* [YOUR TASK]: Render every line of the entries below as a numbered list, omitting blank lines and excluding the pictures.

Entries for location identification
--- Begin ---

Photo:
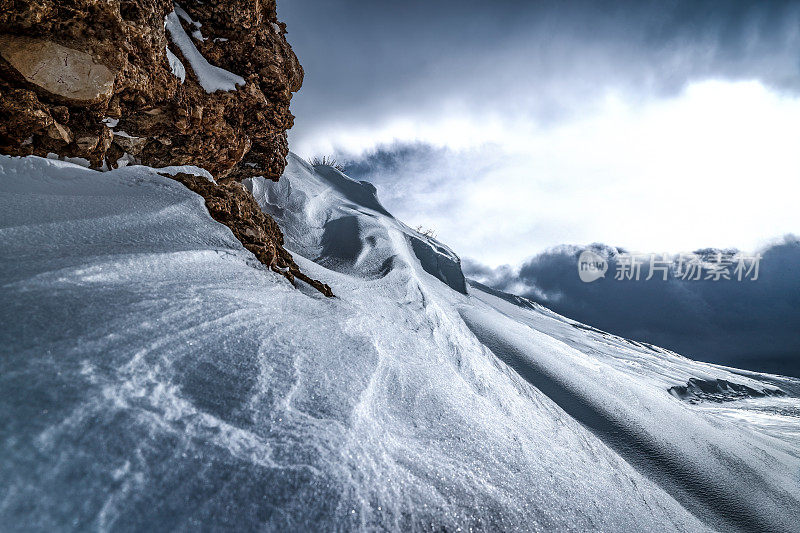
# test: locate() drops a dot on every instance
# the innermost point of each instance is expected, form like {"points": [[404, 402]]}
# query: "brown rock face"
{"points": [[69, 64], [230, 204], [205, 83]]}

--- End ---

* [RESULT BELOW]:
1. Photo:
2. # test: locate() drops a dot on every instance
3. # the innermost point of each instance is expected, form like {"points": [[404, 402]]}
4. # query: "brown rock face"
5. {"points": [[69, 64], [230, 204], [205, 83]]}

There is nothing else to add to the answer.